§ Task prompt:
Below are some records; quote exactly the lines from the one that contains "Where can you find the woman?" through the one that contains "Where can you find the hat brim?", inclusive, and no others.

§ Given data:
• • •

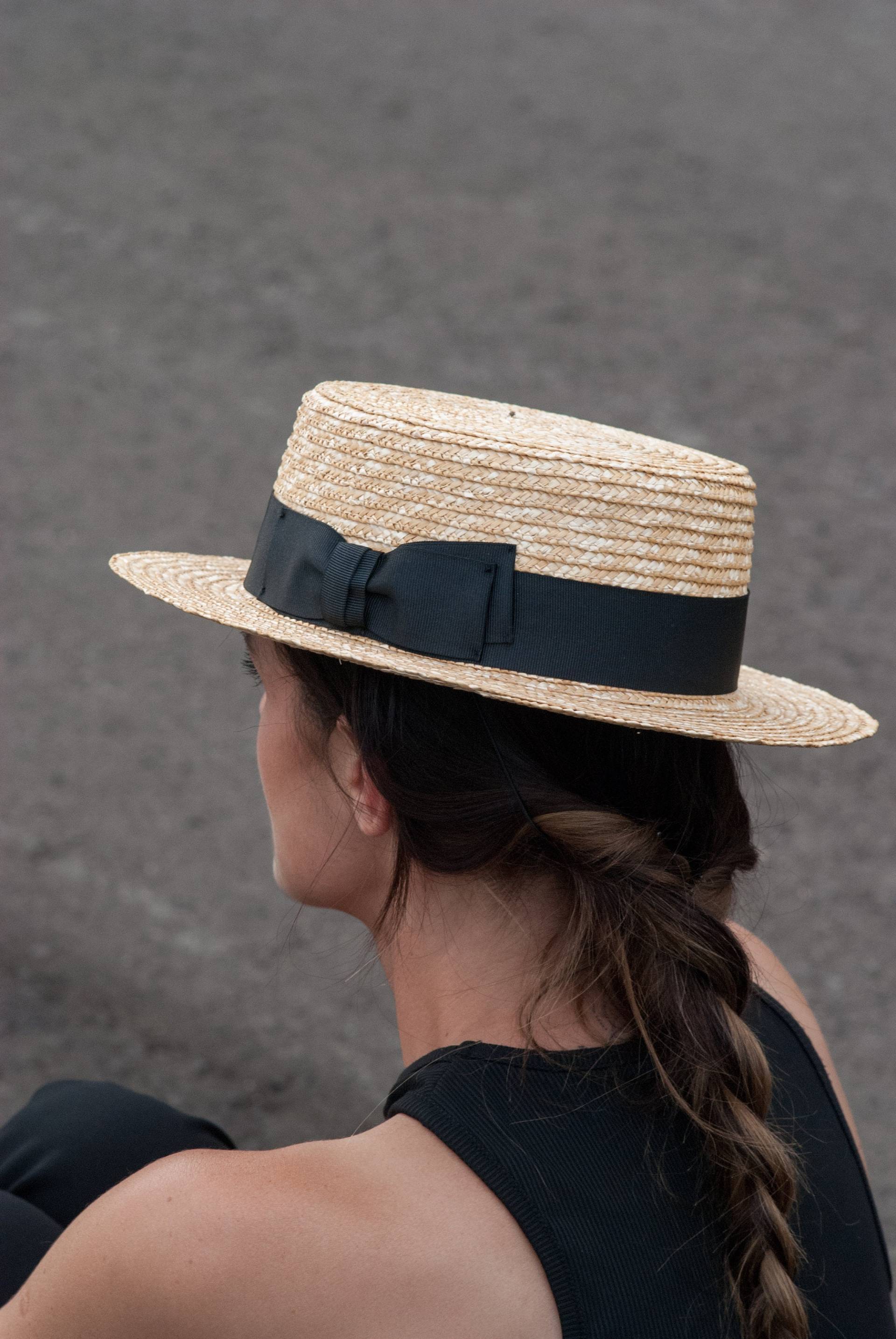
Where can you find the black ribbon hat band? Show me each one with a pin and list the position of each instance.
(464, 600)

• • •

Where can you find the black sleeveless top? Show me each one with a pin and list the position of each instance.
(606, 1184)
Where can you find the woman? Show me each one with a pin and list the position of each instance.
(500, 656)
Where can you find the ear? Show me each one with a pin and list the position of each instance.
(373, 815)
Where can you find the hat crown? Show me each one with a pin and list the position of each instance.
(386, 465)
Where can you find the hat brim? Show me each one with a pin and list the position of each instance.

• • •

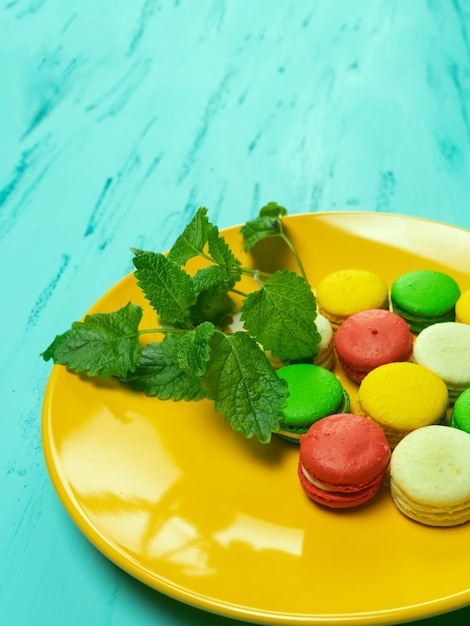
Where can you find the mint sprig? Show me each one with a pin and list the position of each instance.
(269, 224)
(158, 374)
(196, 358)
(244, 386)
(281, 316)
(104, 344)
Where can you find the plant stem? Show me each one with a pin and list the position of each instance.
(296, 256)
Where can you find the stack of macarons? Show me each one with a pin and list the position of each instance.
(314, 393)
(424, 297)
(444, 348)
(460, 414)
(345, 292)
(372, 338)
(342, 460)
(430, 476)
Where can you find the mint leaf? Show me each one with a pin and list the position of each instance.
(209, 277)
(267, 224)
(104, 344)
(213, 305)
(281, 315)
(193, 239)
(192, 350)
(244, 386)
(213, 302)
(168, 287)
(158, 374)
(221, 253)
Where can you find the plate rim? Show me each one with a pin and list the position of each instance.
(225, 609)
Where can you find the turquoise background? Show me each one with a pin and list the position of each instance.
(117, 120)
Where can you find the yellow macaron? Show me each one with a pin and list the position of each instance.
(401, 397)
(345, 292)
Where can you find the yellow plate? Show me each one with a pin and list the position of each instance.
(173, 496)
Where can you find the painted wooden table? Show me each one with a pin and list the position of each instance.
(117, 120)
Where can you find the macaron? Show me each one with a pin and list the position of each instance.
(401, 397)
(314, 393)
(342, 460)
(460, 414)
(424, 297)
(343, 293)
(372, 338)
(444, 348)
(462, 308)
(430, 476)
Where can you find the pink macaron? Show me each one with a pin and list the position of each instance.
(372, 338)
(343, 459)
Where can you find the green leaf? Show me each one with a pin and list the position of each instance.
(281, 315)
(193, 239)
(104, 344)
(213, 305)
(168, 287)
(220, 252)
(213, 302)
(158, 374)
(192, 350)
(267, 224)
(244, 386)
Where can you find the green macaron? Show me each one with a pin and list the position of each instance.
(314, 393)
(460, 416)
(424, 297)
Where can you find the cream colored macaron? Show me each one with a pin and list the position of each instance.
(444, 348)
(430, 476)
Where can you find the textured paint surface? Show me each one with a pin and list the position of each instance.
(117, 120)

• • •

§ Reply to the exercise:
Where can you find the woman? Show me each one with a pin and list the position of each instance.
(500, 656)
Where can you find the ear? Show me each one with a pin and list the position of each instance.
(373, 815)
Where can you find the hat crown? Show me each one with a pin and list the position of each instance.
(386, 465)
Where can you find the hat brim? Show me each one with a pin and list the position of each instance.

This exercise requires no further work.